[Excerpts from a dataset]
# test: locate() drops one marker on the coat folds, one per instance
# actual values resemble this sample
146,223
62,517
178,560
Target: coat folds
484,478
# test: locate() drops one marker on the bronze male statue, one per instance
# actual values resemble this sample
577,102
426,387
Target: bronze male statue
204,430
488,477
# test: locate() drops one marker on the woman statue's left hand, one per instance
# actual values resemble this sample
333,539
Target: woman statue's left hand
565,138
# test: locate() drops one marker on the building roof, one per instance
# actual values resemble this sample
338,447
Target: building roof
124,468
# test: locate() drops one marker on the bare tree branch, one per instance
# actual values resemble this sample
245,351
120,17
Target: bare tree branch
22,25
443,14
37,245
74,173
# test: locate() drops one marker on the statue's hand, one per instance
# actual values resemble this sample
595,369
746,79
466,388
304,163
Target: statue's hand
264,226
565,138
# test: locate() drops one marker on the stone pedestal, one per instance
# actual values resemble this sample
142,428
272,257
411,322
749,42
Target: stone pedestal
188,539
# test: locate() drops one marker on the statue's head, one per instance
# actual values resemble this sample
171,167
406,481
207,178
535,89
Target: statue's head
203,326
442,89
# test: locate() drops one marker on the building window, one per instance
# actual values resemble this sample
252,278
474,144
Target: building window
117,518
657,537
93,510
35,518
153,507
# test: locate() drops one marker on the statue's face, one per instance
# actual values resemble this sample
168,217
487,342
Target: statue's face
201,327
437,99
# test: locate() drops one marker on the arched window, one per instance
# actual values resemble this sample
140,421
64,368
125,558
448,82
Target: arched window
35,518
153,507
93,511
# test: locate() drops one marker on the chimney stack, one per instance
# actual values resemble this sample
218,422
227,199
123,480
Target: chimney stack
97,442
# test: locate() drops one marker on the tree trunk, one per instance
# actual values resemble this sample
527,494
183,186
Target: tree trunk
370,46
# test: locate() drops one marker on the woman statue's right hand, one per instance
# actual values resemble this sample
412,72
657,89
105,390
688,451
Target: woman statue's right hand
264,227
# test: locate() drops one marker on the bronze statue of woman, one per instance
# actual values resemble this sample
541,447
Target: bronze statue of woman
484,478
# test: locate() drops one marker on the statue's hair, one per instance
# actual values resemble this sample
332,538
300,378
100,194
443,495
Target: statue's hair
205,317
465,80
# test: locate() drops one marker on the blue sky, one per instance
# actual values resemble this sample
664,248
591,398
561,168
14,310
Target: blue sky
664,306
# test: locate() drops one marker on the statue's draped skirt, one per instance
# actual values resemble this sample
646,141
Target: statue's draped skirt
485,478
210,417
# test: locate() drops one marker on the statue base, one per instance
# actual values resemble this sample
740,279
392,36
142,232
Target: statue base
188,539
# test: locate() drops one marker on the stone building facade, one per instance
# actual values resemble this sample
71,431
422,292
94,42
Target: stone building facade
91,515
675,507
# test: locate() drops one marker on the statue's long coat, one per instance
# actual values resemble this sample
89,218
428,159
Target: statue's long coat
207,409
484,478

**WHAT YOU NEED TO DO**
Nothing in the entries should be left out; please reproduce them all exactly.

**TASK OUTPUT**
# test: locate() drops one marker on the coat folds, one per instance
# actual values resemble this sample
146,223
62,517
178,560
Target: coat folds
484,478
# test: locate() drops one marker on the bronze male statue, one per instance
# actual values resemble this sample
577,102
426,387
Target: bronze male statue
204,430
488,477
# test: locate() drops one marker on the woman statue's left hand, one per instance
# actual values resemble this sample
333,539
Target: woman statue's left hand
565,138
# test: locate() drops one marker on the building roof, one per instance
# actual values resemble this sample
338,447
Target: building roof
124,468
# test: locate() drops one marker on the bare tree branch, one per instance
# actual values resemble this sample
245,351
120,17
Target: bare tree branch
22,25
443,14
37,245
74,173
# test: locate() drops one marker on the statue's hand, one per instance
# actual values resemble this sample
595,369
746,79
466,388
304,163
Target: statue's hand
264,226
565,138
# test: locate() drops one marker on the stone pedestal, one per instance
# actual values resemble this sample
142,428
272,257
411,322
749,42
Target: stone pedestal
188,539
# test: locate() drops one marker on the statue's head, one per instance
# actual values resemble this sample
171,167
406,481
207,178
535,89
Target: statue's head
203,326
442,89
# test: locate() drops one marker on the building window, one per instance
# actual values resemble this sample
252,278
474,144
Target: building window
117,518
657,537
93,510
35,518
153,507
# test: locate() drops one marker on the statue's face, one per instance
# actual values resemble this sample
168,217
487,342
Target: statue's face
201,327
437,99
# test: locate() drops one marker on the arched window, one per instance
# actual values resemble this sample
140,421
64,368
125,558
448,82
Target: arched window
35,518
153,507
93,511
# test: locate() drops one marker on the chimney stack, one per instance
# actual values resemble this sample
218,422
227,199
123,480
Target: chimney stack
97,442
# test: locate() drops one marker on the tree trunk, one per instance
# actual values resemble this sample
527,494
183,186
Target: tree trunk
370,46
# test: locate() drops one marker on the woman statue's right hand, one per instance
# actual values resemble this sample
412,72
657,89
105,390
688,451
Target: woman statue's right hand
264,227
# test: locate() drops one marker on the bronze statue of woman, one per instance
# actual values resemble this sample
541,447
Target: bronze statue of woman
484,478
# test: locate() drops one marker on the statue's hair, one per instance
# actual values resemble this sample
332,538
300,378
100,194
443,495
Target: statue's hair
205,317
465,80
# test: locate() drops one marker on the blue sky, one per instance
# actual values resemble this sample
664,248
591,398
561,168
14,310
Target: blue sky
664,306
# test: locate() drops one marker on the statue's draped skirt, one per instance
# actual values resemble this sample
646,141
Target: statue's draped skirt
485,478
210,417
# test: locate() drops one marker on the statue base, one per instance
# actual values resemble this sample
740,279
392,36
142,232
Target: statue base
188,539
# test: locate() drops one marker on the stone building facade, one per instance
# actual values resemble this sample
71,431
422,292
94,42
Target: stone building facade
91,515
675,507
# test: locate() drops one marker on the statue's long coat, one per instance
# actual values resemble this sample
89,218
428,159
Target: statue's long coat
207,409
484,478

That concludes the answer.